* [What you are asked to do] Everything in the data should be repeated exactly, save for the images.

* [The input]
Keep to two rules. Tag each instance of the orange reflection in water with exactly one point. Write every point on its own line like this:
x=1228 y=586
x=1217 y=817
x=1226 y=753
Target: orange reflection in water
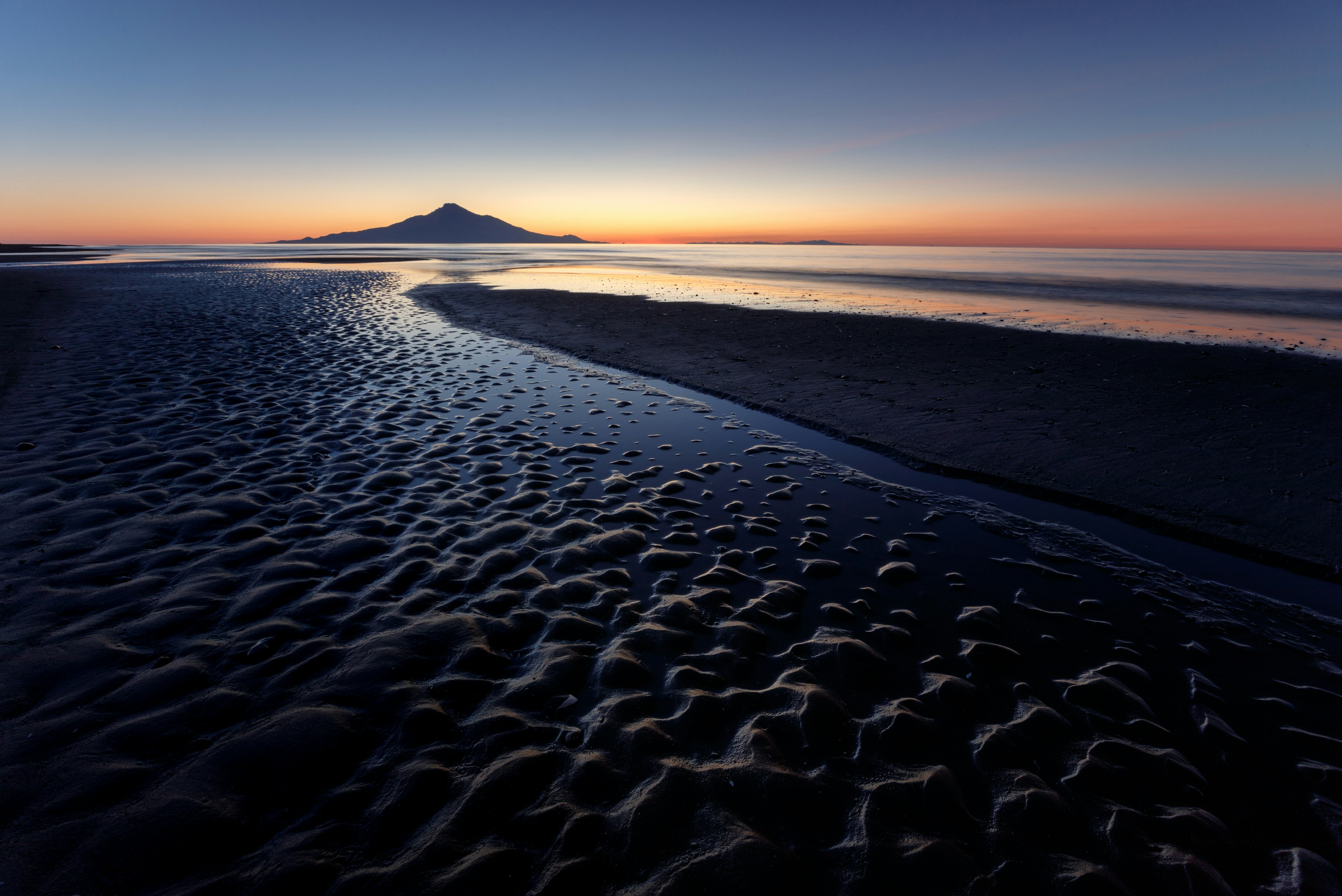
x=1200 y=325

* [Answer below]
Keep to two rules. Tag each instance of the orange reflection in water with exactly one point. Write every point on its own line like this:
x=1228 y=586
x=1217 y=817
x=1226 y=753
Target: orange reflection in water
x=1200 y=325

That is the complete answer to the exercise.